[WRITTEN TASK]: Take the line that contains "[locate] the rear quarter" as the first and the last line of the material as the final one; set down exactly the lines in that span.

[Stored records]:

====

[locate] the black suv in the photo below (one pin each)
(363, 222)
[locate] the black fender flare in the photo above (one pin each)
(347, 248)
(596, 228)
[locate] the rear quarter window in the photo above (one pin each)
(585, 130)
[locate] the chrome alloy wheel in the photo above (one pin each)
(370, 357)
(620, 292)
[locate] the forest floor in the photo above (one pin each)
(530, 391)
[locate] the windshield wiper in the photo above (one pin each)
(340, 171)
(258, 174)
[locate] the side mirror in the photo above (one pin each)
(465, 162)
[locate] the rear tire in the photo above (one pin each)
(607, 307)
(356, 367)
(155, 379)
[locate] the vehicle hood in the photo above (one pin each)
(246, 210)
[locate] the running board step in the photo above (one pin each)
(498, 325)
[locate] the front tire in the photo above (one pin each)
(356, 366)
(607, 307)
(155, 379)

====

[REPLY]:
[locate] the rear quarter window in the photo above (one pin each)
(585, 130)
[locate] the chrome alloy wheel in the photo above (one pin each)
(370, 357)
(620, 292)
[locate] the forest floor in the photo above (one pin each)
(530, 391)
[locate] the windshield wiper in the photo above (one pin each)
(340, 171)
(258, 174)
[locate] the side mirror in the photo above (one pin each)
(465, 162)
[locate] the rear tire in the photo above (one pin each)
(607, 307)
(356, 367)
(155, 379)
[locate] the vehicle hood in the photo above (one pin each)
(246, 210)
[locate] the running board step in the photo above (one pin each)
(498, 325)
[locate] the front tire in the photo above (one pin each)
(356, 366)
(607, 307)
(155, 379)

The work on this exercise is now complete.